# Information provided

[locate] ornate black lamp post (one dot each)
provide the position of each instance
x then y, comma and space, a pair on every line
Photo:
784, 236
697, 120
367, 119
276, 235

# Written task
Please reproduce every line of the listing above, requests included, and scale each coordinate in the answers by 2.35, rounding to the nearest whole number with halves going up.

# Reply to the exercise
[locate] ornate black lamp post (one dot each)
provide the position of each instance
x then y, comma and space, a pair on every line
Photo:
1842, 555
1638, 282
862, 280
649, 552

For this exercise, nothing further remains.